### Problem
Could you give every line from the start of the records through the line containing "x=174 y=199" as a JSON list of strings, one string per line, leaving out blank lines?

### Record extracts
'''

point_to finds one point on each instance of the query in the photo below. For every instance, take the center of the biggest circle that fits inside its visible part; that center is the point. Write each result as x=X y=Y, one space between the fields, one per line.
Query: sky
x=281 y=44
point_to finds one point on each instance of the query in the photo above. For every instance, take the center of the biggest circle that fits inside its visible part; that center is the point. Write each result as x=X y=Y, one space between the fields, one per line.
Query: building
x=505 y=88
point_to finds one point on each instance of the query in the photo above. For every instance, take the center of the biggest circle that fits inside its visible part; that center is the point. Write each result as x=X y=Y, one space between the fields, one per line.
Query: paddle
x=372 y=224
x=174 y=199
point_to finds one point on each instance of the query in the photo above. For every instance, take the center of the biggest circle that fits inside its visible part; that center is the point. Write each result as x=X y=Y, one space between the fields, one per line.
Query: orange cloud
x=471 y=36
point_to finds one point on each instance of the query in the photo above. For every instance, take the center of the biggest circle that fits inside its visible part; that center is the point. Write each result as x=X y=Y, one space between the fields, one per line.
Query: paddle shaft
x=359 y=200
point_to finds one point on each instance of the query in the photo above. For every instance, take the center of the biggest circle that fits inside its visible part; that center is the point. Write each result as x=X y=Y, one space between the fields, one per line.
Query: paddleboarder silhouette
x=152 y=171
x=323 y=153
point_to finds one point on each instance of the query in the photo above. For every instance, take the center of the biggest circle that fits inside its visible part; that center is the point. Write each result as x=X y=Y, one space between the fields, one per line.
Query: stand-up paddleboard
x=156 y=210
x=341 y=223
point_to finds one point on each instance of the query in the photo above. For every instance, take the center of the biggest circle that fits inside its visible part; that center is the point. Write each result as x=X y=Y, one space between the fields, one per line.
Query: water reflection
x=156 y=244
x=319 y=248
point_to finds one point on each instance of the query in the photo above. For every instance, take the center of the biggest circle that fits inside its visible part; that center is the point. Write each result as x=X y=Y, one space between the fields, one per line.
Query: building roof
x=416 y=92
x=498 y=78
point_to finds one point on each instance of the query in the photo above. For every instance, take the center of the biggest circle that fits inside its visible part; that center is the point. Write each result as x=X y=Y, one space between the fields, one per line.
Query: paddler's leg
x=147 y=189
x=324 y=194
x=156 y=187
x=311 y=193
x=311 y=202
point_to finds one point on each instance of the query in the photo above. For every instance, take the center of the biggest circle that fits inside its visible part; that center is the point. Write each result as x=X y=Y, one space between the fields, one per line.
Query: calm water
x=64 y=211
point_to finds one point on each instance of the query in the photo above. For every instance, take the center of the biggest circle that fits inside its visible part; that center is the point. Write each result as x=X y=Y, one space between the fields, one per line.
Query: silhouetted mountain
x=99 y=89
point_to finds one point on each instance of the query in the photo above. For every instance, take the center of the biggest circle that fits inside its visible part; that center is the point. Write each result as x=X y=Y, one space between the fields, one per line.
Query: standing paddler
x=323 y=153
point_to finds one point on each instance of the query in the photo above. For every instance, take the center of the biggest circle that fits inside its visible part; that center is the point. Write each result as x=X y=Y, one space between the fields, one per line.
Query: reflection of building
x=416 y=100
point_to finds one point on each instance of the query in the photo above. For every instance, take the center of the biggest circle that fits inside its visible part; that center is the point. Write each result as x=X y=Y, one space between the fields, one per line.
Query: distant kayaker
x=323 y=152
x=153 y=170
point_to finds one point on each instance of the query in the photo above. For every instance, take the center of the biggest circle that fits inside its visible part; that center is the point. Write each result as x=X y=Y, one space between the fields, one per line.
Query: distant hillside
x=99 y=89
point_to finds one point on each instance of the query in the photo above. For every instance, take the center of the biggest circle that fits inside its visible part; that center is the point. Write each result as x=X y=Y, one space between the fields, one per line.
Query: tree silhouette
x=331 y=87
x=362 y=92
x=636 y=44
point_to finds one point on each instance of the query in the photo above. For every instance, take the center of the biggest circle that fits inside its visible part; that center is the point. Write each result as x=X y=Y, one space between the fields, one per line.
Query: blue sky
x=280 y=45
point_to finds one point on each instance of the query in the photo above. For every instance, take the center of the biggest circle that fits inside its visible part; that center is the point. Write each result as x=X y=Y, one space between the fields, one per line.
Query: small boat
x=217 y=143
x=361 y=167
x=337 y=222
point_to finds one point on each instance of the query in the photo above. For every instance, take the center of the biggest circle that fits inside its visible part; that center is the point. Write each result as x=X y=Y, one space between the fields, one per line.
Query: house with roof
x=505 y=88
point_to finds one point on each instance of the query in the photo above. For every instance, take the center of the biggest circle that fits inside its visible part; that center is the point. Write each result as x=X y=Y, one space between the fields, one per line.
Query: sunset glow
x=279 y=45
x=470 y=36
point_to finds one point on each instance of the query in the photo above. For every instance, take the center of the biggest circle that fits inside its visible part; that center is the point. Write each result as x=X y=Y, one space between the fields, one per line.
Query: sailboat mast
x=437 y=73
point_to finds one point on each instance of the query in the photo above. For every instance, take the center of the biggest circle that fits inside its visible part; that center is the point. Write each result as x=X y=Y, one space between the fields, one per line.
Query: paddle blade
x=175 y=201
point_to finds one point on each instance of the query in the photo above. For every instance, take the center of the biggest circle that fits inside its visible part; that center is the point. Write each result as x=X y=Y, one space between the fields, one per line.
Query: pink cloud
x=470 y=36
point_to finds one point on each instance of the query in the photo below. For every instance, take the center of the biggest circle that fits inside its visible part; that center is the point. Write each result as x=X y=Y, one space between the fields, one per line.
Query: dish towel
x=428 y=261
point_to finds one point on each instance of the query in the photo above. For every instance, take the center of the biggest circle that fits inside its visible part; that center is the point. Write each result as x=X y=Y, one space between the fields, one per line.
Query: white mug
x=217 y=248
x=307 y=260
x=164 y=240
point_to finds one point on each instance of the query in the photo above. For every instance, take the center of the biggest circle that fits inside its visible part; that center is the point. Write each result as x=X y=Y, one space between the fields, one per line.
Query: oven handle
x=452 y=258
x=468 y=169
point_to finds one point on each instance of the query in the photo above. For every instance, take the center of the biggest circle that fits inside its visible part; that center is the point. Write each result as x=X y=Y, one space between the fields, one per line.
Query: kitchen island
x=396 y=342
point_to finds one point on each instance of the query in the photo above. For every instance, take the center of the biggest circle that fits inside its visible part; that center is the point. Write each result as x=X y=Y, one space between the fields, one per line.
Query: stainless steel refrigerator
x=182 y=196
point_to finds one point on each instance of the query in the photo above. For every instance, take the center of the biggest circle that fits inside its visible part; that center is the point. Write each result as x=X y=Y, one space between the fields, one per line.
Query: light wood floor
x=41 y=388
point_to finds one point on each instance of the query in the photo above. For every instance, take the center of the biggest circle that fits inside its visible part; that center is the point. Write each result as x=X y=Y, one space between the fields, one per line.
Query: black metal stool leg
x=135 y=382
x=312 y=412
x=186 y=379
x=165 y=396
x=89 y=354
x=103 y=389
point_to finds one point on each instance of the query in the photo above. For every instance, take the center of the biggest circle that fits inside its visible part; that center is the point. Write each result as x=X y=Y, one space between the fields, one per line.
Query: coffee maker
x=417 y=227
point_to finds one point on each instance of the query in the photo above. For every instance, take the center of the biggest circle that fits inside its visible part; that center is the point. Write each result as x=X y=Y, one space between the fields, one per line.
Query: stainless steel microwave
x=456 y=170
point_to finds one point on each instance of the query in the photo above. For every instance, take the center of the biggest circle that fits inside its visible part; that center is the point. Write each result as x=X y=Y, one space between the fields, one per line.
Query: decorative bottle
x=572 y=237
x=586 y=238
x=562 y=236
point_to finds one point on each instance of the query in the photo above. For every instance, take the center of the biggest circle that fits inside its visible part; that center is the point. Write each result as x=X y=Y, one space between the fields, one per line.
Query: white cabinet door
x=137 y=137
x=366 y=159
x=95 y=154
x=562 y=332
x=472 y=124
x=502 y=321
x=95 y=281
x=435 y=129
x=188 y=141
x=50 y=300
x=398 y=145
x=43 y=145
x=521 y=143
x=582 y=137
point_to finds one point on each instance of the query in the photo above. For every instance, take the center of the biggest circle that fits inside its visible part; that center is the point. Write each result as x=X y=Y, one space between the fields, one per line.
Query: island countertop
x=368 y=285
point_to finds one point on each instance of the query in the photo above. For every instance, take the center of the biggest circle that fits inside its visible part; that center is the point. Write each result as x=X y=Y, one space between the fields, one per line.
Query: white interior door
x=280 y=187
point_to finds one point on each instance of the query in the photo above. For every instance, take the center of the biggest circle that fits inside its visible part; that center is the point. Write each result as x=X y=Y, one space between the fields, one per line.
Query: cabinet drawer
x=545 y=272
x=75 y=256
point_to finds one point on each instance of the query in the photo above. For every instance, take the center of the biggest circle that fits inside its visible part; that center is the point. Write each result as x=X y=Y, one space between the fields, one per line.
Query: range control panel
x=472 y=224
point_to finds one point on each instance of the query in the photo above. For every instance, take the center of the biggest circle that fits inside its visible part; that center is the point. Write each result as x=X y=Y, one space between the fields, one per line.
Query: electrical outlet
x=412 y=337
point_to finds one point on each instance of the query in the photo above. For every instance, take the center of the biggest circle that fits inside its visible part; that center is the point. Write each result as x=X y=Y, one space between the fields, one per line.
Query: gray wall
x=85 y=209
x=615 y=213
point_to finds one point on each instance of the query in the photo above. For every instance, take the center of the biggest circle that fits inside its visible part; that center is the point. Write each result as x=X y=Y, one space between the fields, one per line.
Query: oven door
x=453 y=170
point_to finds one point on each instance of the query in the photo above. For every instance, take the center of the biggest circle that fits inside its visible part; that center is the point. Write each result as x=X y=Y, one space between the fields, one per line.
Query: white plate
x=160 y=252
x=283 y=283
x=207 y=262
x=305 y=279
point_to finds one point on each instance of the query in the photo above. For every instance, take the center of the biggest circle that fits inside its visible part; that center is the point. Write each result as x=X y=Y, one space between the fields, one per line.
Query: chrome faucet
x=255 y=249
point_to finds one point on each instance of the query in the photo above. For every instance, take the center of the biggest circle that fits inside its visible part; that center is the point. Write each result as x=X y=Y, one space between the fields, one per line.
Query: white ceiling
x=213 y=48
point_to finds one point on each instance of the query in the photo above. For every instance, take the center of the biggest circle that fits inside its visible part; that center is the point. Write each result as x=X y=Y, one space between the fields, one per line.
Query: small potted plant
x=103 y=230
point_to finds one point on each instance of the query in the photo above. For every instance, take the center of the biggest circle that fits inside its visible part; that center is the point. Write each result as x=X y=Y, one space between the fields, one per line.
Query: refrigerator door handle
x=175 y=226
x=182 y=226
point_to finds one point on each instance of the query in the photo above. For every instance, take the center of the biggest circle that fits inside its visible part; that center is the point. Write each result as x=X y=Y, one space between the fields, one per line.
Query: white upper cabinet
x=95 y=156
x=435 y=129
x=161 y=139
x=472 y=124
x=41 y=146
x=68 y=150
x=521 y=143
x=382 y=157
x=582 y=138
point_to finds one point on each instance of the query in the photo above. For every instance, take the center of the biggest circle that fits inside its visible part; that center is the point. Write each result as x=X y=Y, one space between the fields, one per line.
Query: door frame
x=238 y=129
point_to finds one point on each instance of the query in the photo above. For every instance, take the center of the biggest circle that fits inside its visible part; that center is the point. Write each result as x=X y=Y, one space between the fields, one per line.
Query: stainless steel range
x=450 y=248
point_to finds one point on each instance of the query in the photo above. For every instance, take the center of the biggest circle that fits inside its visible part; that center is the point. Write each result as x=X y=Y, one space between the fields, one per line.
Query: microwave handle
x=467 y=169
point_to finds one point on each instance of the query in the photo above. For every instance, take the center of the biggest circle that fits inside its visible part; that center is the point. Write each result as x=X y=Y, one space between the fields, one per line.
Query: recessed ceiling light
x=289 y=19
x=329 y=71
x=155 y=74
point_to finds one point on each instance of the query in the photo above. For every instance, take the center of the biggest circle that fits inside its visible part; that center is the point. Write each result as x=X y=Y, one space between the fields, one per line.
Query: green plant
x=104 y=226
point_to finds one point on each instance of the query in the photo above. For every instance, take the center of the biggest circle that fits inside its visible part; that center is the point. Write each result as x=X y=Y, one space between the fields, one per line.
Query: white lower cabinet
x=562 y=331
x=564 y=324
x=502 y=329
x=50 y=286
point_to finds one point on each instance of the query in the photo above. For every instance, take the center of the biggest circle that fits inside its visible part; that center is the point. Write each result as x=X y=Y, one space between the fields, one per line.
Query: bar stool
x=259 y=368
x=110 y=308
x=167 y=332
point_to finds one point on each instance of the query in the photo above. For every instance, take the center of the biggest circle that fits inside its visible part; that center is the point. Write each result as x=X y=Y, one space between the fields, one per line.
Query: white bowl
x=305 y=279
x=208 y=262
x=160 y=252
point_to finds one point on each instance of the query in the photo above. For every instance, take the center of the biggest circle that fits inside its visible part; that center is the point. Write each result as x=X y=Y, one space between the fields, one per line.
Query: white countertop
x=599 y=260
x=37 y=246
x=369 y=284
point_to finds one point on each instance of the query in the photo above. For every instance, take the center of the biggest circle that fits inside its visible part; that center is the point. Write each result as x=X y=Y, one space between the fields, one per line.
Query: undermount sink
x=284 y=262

'''

### Result
[
  "point_to finds one point on each instance of the query in the photo below. For every instance, take the center of the biggest circle that fits inside its visible part; that center is the point. Write each result as x=X y=Y, one space between the fields, one per line.",
  "Query: sky",
  "x=281 y=44",
  "point_to finds one point on each instance of the query in the photo above. For every instance, take the center of the biggest circle that fits inside its visible part; that center is the point. Write each result as x=X y=Y, one space between the fields, one per line.",
  "Query: building",
  "x=505 y=88",
  "point_to finds one point on each instance of the query in the photo above. For every instance, take the center of the biggest circle that fits inside its visible part; that center is the point. Write each result as x=X y=Y, one space between the fields, one per line.",
  "Query: paddle",
  "x=372 y=224",
  "x=174 y=199"
]